● **Ejercicios propuestos**:
A - Responde según el texto sobre el posestructuralismo norteamericano:
(i) ¿Con qué corrientes empezaron sus variantes norteamericanas?
(ii) ¿Qué académicos se citan como los más representativos del posestructuralismo identitario?
(iii) ¿A quién se atribuye la expresión "las lágrimas del hombre blanco"?
B - Retoma el texto sobre el posestructuralismo norteamericano y continúalo a partir de su última oración.

● **Fragmento de texto**:
━━━━━━

Las variantes norteamericanas del posestructuralismo se basaron en torno a las identidades de género, étnicas y geográficas. Empezaron con la corrección política, la crítica feminista, la teoría critica de la raza y la crítica poscolonial. Los académicos más representativos del posestructuralismo identitario se producen en las universidades norteamericanas: Judith Butler, Angela Davis, Edward Said… Allí se han estado formando las élites y los cuadros directivos de las instituciones y las empresas durante décadas, abrumados por la culpa inherente a la cultura colonial anglosajona en la que han crecido. Se han educado como virtuosos de las lágrimas del hombre blanco, que diría Pascal Bruckner.

━━━━━━

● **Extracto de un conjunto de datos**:
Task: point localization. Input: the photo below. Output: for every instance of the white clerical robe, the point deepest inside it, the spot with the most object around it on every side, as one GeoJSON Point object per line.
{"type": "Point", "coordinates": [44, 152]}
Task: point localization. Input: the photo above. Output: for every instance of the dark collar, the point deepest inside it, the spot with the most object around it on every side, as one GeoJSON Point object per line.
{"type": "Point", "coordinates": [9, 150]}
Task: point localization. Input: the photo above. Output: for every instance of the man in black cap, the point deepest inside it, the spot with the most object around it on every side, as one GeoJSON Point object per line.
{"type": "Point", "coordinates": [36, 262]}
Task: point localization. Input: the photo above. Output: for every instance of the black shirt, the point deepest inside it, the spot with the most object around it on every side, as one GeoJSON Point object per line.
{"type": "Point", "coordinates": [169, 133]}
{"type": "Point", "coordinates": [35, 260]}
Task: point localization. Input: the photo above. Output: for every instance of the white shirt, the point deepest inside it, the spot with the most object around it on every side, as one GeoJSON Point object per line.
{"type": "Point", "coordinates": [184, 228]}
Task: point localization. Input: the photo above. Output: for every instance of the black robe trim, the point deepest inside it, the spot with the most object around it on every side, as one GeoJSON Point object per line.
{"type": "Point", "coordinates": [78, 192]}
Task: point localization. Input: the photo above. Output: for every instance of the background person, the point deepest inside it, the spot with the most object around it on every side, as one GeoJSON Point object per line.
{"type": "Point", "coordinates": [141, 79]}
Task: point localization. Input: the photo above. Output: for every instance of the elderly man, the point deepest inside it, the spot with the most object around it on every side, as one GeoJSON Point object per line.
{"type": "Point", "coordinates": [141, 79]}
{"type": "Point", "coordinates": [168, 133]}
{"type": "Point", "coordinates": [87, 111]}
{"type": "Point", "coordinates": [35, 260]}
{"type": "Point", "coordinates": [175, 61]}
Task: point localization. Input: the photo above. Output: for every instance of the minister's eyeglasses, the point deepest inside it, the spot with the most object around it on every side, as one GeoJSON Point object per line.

━━━━━━

● **Soluciones en orden**:
A -
(i) Con la corrección política, la crítica feminista, la teoría crítica de la raza y la crítica poscolonial.
(ii) Judith Butler, Angela Davis y Edward Said.
(iii) A Pascal Bruckner.

B -
El ‘wokismo’ arranca tras la crisis financiera del 2007 y el colapso del modelo neoliberal, como una especie de «teoría crítica unificada»: el interseccionalismo, que las conecta entre sí mediante la oposición maniquea entre opresores y oprimidos. Es el interseccionalismo el que ha producido algunas de las mayores aberraciones políticas de la historia: los hombres biológicos compitiendo en los deportes femeninos y entrando en los aseos y las cárceles para mujeres, los negros y los gays aclamando las masacres de Hamás en Israel y profiriendo máximas neonazis y antisemitas, las feministas criticando los discursos de odio pero calladas ante los asesinatos de las activistas iraníes contra el velo islámico… Estas contradicciones son las que han terminado de despertar al electorado de la vigilia ‘woke’.
Me temo que para que este despertar que representa la derrota de Harris tenga éxito, hará falta desarrollar una nueva teoría política. El amanecer no ocurrirá hasta que las universidades no se liberen de la teoría critica y la reemplacen por teorías afirmativas y constructivas capaces de sostener otros modelos sociales basados en las verdades incómodas de las determinaciones genéticas, las leyes de la economía de mercado, e incluso diría de las leyes de la física: un nuevo realismo materialista donde la evidencia empírica vuelva a prevalecer sobre los imperativos morales de la justicia social.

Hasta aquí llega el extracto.